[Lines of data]
------

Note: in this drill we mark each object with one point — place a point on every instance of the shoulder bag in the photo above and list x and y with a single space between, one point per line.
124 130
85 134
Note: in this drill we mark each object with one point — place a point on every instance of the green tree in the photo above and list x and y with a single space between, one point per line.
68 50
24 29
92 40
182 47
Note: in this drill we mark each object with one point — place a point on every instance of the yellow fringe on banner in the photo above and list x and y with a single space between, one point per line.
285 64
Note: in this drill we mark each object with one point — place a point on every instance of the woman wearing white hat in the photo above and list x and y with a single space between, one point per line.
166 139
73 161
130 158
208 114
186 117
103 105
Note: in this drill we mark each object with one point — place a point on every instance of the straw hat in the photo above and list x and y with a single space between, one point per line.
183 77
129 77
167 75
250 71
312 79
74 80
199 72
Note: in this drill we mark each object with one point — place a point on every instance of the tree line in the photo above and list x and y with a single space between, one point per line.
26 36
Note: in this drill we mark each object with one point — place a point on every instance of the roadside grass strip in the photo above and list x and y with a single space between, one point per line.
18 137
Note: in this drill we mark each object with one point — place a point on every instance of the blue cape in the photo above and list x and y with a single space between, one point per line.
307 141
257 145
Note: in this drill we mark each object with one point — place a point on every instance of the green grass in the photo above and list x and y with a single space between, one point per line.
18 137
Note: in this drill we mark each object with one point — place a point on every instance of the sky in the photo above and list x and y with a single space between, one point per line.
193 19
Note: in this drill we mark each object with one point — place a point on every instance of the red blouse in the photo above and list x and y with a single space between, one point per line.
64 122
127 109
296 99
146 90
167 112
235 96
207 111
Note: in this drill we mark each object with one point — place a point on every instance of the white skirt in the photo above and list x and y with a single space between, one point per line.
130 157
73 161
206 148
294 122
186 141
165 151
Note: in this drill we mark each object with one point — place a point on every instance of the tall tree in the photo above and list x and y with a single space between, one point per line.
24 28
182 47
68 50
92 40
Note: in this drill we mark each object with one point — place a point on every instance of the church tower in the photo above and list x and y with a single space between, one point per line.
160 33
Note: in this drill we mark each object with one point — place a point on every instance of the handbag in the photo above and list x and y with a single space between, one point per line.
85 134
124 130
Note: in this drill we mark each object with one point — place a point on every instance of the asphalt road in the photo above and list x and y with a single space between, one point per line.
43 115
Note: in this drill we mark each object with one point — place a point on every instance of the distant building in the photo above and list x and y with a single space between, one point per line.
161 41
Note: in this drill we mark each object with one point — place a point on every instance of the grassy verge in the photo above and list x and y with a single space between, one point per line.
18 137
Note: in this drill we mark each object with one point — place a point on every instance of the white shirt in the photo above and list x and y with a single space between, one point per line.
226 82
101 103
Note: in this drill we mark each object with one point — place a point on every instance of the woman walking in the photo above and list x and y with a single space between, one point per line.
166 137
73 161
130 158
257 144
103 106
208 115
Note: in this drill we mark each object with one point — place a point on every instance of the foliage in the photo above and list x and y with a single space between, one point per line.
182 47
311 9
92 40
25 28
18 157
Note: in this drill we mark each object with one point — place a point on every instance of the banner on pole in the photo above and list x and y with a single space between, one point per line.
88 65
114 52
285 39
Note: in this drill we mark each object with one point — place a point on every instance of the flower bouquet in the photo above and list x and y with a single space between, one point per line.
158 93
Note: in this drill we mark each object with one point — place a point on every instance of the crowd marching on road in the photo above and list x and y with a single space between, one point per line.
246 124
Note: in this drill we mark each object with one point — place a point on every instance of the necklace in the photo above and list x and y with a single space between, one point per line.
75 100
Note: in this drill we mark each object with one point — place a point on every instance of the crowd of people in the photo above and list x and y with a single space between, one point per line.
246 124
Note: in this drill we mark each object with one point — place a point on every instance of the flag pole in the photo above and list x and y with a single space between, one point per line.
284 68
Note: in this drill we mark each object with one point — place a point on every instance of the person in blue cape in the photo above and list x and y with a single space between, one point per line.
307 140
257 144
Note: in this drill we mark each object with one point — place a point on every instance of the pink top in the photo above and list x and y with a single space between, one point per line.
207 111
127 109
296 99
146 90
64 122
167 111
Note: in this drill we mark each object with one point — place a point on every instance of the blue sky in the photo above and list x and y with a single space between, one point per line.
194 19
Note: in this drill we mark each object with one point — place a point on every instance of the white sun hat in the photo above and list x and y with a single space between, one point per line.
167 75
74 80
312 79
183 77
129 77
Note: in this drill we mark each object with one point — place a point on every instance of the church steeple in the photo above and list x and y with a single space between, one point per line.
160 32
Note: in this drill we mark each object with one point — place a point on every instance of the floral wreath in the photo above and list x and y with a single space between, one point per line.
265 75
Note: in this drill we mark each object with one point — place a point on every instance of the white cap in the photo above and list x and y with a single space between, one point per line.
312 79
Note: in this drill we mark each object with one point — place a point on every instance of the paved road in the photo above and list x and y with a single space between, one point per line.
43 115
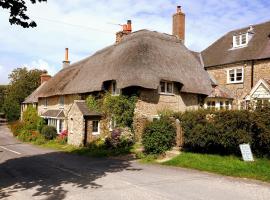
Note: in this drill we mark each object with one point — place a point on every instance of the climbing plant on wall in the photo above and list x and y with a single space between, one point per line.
120 107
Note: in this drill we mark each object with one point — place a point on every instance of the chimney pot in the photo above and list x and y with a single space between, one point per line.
178 28
126 29
44 77
66 62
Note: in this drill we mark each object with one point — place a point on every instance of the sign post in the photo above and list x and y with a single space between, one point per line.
246 152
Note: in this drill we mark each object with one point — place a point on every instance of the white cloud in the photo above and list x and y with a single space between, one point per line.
206 20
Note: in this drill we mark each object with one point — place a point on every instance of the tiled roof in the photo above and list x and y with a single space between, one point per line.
221 52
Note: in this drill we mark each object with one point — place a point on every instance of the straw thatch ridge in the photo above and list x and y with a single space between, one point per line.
33 97
142 58
221 52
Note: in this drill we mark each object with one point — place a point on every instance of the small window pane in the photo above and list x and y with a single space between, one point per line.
169 87
244 39
237 40
162 86
95 127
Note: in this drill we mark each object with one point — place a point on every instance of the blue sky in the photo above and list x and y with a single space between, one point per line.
92 27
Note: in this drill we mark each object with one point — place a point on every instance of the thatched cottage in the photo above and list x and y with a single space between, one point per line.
156 66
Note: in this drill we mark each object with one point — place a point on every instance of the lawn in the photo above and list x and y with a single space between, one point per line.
225 165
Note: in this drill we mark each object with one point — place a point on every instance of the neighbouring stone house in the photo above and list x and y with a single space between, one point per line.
238 61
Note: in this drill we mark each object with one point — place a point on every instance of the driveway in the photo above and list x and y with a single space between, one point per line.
30 172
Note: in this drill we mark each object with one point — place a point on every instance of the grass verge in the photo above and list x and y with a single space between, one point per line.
224 165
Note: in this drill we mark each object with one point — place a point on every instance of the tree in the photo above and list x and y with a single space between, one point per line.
18 9
2 96
22 84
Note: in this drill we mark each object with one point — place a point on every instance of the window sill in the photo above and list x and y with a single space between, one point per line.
237 82
167 94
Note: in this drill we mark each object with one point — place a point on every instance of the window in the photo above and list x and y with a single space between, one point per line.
45 102
211 105
61 122
240 40
61 101
95 127
112 124
227 105
115 90
235 75
222 105
166 87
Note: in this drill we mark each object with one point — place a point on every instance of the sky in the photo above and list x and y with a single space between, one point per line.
86 26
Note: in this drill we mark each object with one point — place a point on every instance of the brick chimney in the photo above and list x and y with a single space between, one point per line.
179 24
66 62
44 77
126 29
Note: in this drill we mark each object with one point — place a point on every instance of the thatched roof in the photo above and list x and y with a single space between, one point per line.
221 92
53 113
142 58
33 97
85 110
258 47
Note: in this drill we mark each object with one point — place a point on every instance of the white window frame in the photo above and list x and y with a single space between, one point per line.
61 101
235 75
45 102
98 132
115 91
241 37
166 88
113 124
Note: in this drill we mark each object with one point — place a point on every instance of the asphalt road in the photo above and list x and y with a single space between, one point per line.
30 172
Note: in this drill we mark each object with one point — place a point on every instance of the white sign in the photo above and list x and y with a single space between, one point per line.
246 152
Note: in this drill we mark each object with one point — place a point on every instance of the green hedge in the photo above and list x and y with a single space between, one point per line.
221 132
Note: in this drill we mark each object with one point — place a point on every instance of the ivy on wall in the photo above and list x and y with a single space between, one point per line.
120 107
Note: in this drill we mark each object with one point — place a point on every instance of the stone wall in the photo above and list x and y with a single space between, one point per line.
53 104
240 90
261 70
76 126
150 103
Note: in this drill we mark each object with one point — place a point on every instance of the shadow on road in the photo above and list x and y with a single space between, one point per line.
47 174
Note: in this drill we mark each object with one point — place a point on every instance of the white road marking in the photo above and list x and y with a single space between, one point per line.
10 150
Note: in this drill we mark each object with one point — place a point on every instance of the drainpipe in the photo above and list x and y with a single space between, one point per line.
252 73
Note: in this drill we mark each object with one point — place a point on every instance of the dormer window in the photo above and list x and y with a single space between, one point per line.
166 87
235 75
115 91
61 101
240 40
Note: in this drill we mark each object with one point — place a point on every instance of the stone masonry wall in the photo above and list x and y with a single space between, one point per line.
151 102
76 126
240 90
53 104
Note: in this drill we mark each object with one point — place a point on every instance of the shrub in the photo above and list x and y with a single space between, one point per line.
120 138
16 127
121 108
62 138
221 132
40 124
49 132
30 118
159 136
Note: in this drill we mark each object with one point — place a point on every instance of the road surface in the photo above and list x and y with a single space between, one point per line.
30 172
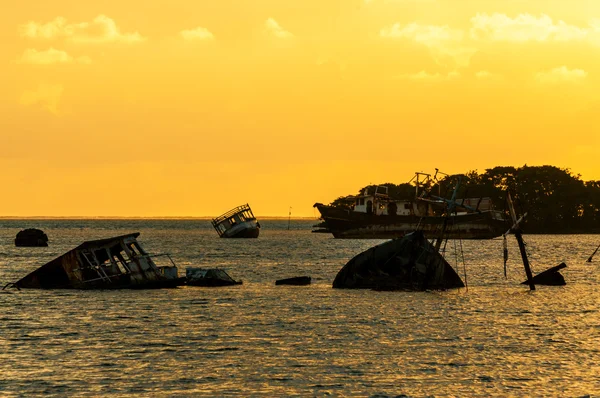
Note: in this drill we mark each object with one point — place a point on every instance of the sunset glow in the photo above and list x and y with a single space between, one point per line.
189 108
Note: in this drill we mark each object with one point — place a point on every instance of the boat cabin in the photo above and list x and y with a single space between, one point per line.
114 263
238 222
379 203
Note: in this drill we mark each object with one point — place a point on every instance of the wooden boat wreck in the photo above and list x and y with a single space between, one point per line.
31 237
237 223
113 263
209 277
374 215
408 263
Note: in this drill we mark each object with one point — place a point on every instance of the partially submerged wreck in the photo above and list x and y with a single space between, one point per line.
31 237
408 263
209 277
237 223
113 263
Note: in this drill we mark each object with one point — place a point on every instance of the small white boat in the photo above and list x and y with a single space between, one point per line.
237 223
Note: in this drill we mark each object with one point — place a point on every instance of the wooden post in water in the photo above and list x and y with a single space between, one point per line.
590 258
518 234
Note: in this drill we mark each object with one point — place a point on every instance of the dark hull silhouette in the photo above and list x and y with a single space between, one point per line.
410 263
344 223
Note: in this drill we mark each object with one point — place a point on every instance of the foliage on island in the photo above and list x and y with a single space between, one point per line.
555 199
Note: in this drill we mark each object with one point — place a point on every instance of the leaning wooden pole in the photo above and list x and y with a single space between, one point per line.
525 259
592 256
518 234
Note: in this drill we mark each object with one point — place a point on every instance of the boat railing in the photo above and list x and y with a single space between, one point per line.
224 216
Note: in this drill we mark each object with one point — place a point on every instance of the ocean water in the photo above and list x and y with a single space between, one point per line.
494 338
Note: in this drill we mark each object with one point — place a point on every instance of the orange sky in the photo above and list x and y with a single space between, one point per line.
189 108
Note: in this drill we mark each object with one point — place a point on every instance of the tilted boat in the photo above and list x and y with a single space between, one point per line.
114 263
237 223
374 215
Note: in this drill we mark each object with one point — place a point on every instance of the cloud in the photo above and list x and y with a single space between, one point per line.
273 28
198 33
484 74
46 95
49 57
429 35
561 75
444 42
101 29
524 27
424 76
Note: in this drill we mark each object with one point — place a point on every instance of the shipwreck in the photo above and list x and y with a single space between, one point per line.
375 215
31 237
237 223
408 263
113 263
209 277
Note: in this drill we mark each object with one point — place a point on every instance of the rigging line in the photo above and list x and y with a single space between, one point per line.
505 253
462 254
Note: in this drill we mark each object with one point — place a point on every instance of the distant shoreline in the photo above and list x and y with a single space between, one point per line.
140 218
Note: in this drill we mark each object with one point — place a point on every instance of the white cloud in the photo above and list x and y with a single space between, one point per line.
101 29
484 74
46 95
198 33
445 43
524 27
429 35
561 75
49 57
273 28
429 77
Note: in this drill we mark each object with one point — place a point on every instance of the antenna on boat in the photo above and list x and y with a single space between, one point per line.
516 230
590 258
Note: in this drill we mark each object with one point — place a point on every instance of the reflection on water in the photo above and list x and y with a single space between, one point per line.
493 339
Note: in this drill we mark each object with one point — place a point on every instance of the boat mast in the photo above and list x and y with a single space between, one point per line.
516 230
451 205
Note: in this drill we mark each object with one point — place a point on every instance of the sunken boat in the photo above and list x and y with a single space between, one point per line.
375 215
408 263
209 277
113 263
237 223
31 237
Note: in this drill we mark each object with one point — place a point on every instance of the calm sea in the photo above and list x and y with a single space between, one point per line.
494 338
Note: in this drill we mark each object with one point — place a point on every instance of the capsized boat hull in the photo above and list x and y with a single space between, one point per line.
248 229
409 263
343 223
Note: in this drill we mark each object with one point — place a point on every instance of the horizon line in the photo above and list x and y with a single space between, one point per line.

------

| Set task |
Output exactly the lines from the one containing "of the reflection" through the last line of the entries, both ends included.

| Problem solution |
Note: in this drill we mark each object with one point — place a point on every instance of the reflection on water in the photo above and list x and y with a single space between, one point per line.
493 339
Note: in this drill we mark each object with one point — place a point on every instance of the boat mast in the photo above and list x and y with a single space between, one point per line.
516 230
451 205
Note: in this drill we mark each object with one point — place a point on every instance of the sunken boat in the photo above and list x and y with a single space between, one point per line.
375 215
408 263
209 277
113 263
237 223
31 237
Note: in this drill we mark each object with one point — place a point on every instance of the calm sea in the photo above and list x and y with a single space between, one point per line.
494 338
Note: in this drill we mark each object with one point — place a point on every instance of the capsized boat hull in the photo above and list x and y with a single space between, one point per line.
248 229
409 263
343 223
Note: in this drill we mark each object with one point — place a point on every instance of the horizon line in the photo above and list x and y with a single space between, one point per line.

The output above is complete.